● Provided records:
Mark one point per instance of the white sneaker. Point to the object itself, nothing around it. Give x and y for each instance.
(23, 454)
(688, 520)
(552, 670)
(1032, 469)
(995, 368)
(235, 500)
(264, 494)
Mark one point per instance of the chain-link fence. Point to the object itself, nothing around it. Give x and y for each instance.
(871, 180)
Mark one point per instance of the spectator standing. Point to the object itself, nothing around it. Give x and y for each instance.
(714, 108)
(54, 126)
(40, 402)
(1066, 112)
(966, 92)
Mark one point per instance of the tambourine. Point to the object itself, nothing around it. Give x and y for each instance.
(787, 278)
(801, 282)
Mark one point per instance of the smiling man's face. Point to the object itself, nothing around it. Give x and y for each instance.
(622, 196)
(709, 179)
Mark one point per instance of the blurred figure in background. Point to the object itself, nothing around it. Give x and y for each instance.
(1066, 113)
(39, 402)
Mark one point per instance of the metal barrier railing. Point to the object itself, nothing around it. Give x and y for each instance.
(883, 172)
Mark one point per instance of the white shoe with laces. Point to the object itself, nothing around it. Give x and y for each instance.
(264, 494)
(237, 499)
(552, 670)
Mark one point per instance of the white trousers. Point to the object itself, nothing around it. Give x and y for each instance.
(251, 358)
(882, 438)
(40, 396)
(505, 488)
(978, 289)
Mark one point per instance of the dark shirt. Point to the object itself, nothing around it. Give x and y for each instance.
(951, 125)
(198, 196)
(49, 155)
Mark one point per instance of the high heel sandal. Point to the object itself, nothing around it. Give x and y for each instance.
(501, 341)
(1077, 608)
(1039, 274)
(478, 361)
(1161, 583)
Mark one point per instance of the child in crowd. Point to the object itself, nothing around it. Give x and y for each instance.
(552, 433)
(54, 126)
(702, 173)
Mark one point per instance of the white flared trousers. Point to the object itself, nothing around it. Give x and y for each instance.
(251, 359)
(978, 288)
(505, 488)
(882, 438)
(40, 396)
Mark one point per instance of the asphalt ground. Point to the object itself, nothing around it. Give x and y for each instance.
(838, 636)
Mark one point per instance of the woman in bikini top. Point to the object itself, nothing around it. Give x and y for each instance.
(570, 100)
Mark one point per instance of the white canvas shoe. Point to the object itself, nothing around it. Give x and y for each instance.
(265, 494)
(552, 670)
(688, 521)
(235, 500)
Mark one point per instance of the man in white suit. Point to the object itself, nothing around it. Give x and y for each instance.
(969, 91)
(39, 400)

● Exercise: Give back the full listing above, exactly as it reads.

● The answer:
Mark one point per instance of the white sneaker. Point to the object itself, nothing around it. Give x and y for each instance.
(23, 454)
(688, 520)
(552, 670)
(1032, 469)
(995, 368)
(235, 500)
(264, 494)
Mark one point per instance of the chain-link fence. Point to the object itself, nothing around it. Give x and y for each instance.
(871, 180)
Mark one point per instance of the spectator standing. Point to the object itself, nothing around it. Give x and y for each instance.
(714, 108)
(54, 126)
(40, 402)
(1066, 112)
(966, 92)
Mark one point per instance of the tambourine. Point to the object itself, nothing around it. Give x and y for each instance.
(787, 278)
(801, 282)
Mark one point per instance of the smiling man's face. Point to the object itself, nothing around it. Give x and y for each instance.
(622, 196)
(709, 179)
Mark one point per instance of the blurred figure in background. Point to the object itself, nothing around it. Give x and y for each instance.
(1066, 113)
(39, 402)
Mark one point per instance of the metal barrier railing. Point to the object itself, nothing around it. Give x and y for each instance.
(883, 172)
Mark one point per instance of the white shoe with laces. Point to the object itself, nothing around it. Give x and y for each instance.
(264, 494)
(237, 499)
(552, 670)
Mark one point per instance of the white trousers. Point to the object itself, nothing around it. Give x and y for each instance.
(251, 358)
(882, 438)
(40, 396)
(505, 488)
(978, 289)
Mark one point per instance of the dark shirt. Point to the object itself, nothing around it. Give x and y for each instance.
(951, 125)
(198, 196)
(49, 155)
Mark one point per instance of the high heel sandal. Point to the object itself, nothing around it. Give x and y for each instance.
(501, 341)
(1077, 608)
(1039, 274)
(478, 361)
(1161, 583)
Mark one point per instance of the child in crowd. Point to the object itself, nothing around it. Give x and y for each instance.
(552, 433)
(54, 126)
(702, 173)
Mark one point per instance of the white flared trousers. Point to the object itself, nothing around it. Give x and y for each instance.
(251, 359)
(978, 288)
(505, 488)
(882, 438)
(40, 396)
Mark one point per instance of the asphalt ground. Point to the object itself, nothing around it. Give x and y for each instance.
(838, 636)
Mark one point per instance of the woman in bikini top. Point to the object itself, nothing around it. Give x and y for each instance.
(570, 100)
Mark one point per instance of the white canvas shoe. Point to the object itself, nothing around it. Give x and y for each instance.
(265, 494)
(552, 670)
(688, 521)
(235, 500)
Mark one point per instance of the man in white suit. Point to the object itself, nothing around it. Give x and y for each instance.
(969, 91)
(39, 400)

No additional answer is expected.